• EXTRACT:
---*---

Integrating optical and radar satellite data for conflict-related change detection in Ukraine

Seeing War’s Impact from Space

In eastern Ukraine, active fighting has made it too dangerous for experts to walk streets, inspect farms, or measure environmental damage on the ground. This study shows how freely available European satellites can fill that gap. By combining two kinds of satellite vision—one that sees color and texture, and another that senses surface roughness through clouds and darkness—the authors build an automated system that maps ruined buildings, abandoned fields, and changing vegetation over several years of war.

Two Kinds of Eyes in the Sky

The research focuses on part of Donetsk Oblast, including the hard‑hit city of Bakhmut. The team draws on two satellite families from the European Copernicus program. Sentinel‑2 provides optical images similar to photographs, revealing colors and land‑cover types such as crops, trees, water, and built‑up areas. Sentinel‑1 sends out radar pulses and records their echo, allowing it to see surface structure and moisture day or night, regardless of cloud cover or smoke. Together, these sensors create a continuous record of how towns, fields, and forests have changed from 2022 to 2025, even while battles raged on the ground.

Sorting the Landscape into Simple Categories

To understand change, the authors first teach computers to recognize what the land looked like before and during the war. They group each pixel into one of six easy‑to‑interpret classes: bare ground, built‑up area, crops, grass and scrub, trees, or water. Three different machine‑learning methods vote on the class of every pixel, and a follow‑up smoothing step fixes isolated mislabels that do not match their surroundings. This context‑aware correction respects the fact that some categories naturally sit next to each other, while others rarely do. When tested, this blended approach matches or exceeds the accuracy of a state‑of‑the‑art global product called AlphaEarth, especially for vegetation classes, while still relying only on open data.

Tracking Destruction in Cities and Silence in Fields

Once the landscape is mapped, the radar record is mined for signs of disruption. In cities and towns, the method combines two radar‑based tests: one that flags sudden, statistically significant shifts in radar brightness, and another that highlights strong, reliable changes across a time series. These radar change maps are overlaid on a detailed building footprint layer from Microsoft. If enough pixels within a building’s outline show damage, that building is marked as destroyed. In the Bakhmut area, this automated process estimates that about 64% of buildings larger than a small house were heavily damaged. When compared with high‑resolution damage maps from the United Nations’ UNOSAT service for another city, it correctly finds more than 80% of the destroyed buildings, despite working with much coarser imagery.

---*---

• WHAT IS BEING ASKED: In the article on satellite change detection in Ukraine, what share of buildings in the Bakhmut area does the automated process estimate were heavily damaged?

---*---

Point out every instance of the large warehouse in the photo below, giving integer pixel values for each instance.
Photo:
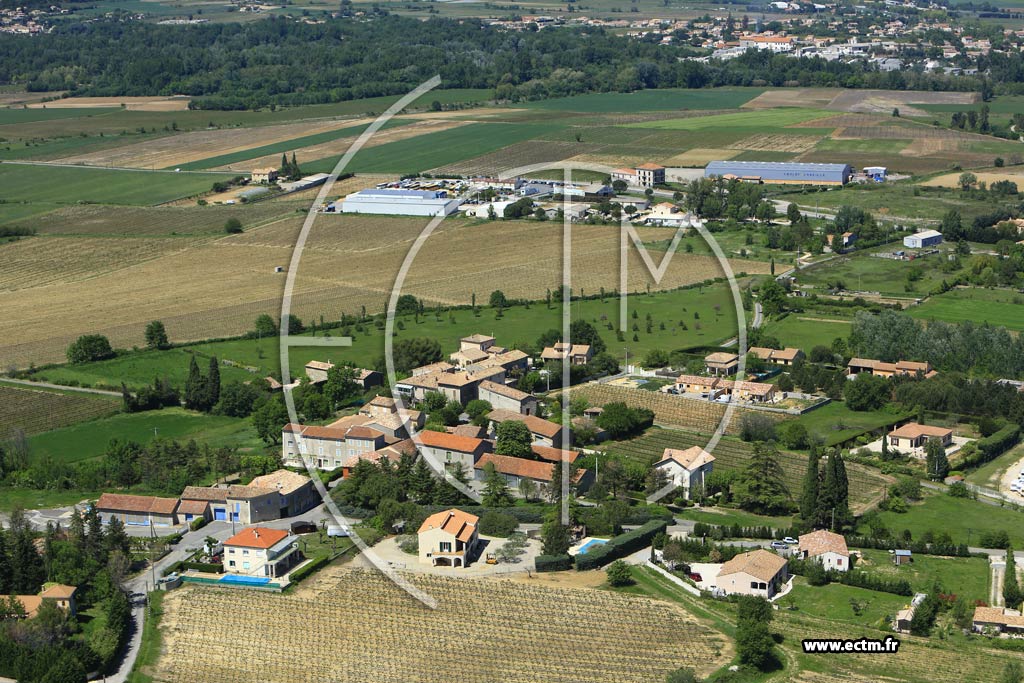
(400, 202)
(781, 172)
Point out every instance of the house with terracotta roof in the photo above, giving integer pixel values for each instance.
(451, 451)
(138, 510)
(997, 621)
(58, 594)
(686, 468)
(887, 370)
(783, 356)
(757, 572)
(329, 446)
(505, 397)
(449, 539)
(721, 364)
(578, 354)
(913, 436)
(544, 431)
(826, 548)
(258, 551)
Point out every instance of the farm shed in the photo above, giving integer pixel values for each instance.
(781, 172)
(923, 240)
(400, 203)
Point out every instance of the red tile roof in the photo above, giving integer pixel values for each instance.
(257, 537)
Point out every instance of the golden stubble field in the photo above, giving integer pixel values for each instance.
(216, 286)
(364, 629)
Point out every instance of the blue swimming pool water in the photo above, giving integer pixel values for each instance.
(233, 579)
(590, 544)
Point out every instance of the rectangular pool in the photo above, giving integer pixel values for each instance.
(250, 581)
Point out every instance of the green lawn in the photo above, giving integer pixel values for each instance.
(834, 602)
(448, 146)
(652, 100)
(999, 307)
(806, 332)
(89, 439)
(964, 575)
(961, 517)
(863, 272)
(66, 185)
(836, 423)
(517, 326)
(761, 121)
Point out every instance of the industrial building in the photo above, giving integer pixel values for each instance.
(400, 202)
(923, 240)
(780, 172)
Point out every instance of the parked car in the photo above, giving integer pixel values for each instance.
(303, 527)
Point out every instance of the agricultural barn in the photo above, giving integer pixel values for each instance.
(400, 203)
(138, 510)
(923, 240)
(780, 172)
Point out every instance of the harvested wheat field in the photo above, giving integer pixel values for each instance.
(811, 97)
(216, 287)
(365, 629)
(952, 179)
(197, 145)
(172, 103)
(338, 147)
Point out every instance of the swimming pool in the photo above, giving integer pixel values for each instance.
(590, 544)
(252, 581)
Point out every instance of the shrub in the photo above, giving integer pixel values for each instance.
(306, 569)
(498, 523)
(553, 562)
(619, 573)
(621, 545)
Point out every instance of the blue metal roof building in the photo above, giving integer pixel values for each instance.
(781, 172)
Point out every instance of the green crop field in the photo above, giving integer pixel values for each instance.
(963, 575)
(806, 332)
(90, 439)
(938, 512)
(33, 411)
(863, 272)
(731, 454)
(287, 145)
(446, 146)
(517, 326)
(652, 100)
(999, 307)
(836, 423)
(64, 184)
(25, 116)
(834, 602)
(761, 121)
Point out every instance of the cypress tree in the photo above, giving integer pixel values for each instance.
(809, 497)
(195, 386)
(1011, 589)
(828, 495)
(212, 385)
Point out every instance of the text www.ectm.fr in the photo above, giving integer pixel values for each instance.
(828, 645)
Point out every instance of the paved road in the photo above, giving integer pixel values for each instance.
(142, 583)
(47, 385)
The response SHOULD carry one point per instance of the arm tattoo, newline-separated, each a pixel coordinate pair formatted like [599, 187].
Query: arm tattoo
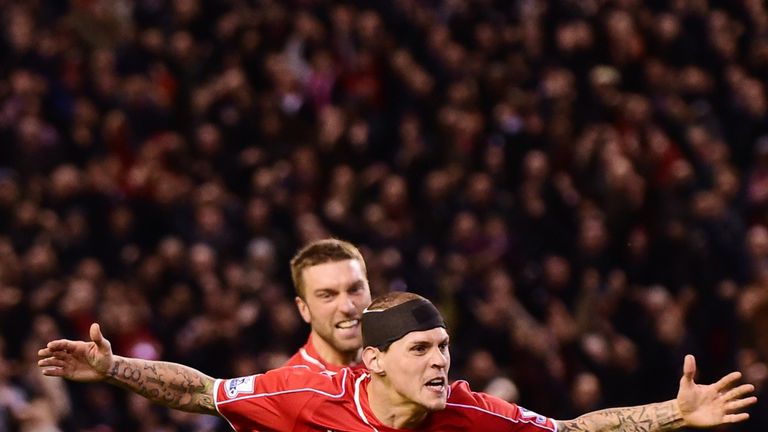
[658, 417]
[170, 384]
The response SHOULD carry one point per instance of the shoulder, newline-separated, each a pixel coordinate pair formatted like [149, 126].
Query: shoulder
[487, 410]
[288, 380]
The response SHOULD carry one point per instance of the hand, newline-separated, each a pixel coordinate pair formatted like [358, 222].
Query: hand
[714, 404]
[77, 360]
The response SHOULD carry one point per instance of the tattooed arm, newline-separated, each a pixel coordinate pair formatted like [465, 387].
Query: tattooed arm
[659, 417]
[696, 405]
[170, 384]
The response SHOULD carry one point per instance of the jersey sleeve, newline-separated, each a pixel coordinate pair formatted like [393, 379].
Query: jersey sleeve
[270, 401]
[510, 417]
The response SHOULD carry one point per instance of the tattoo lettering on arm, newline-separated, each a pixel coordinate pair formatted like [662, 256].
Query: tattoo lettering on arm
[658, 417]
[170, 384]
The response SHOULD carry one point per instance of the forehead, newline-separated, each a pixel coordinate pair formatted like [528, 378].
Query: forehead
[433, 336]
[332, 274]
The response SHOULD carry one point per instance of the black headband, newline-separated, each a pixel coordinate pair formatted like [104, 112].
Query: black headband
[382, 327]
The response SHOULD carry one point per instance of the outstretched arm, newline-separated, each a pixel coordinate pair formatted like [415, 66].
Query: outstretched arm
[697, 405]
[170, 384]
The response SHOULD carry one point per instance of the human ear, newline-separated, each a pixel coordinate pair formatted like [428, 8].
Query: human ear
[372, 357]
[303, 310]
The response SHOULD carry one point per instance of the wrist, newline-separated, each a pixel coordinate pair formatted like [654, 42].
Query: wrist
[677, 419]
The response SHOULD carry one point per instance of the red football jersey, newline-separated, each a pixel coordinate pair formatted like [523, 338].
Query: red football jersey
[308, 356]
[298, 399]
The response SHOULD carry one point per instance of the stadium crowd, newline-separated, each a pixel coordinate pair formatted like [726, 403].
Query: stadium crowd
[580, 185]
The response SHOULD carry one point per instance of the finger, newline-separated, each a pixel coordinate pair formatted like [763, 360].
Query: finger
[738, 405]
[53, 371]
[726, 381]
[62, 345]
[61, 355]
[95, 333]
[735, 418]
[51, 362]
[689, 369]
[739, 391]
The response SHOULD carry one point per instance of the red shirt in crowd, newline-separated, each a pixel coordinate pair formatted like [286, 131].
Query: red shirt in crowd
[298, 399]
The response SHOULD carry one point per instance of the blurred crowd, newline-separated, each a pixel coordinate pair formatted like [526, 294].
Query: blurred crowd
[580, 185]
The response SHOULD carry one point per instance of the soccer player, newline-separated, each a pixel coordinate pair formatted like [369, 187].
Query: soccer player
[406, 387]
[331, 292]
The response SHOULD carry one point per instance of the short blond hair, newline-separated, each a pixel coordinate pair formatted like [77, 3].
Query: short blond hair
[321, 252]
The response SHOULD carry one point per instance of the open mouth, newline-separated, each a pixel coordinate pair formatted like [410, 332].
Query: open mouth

---*---

• EXERCISE RESPONSE: About 64% of buildings larger than a small house.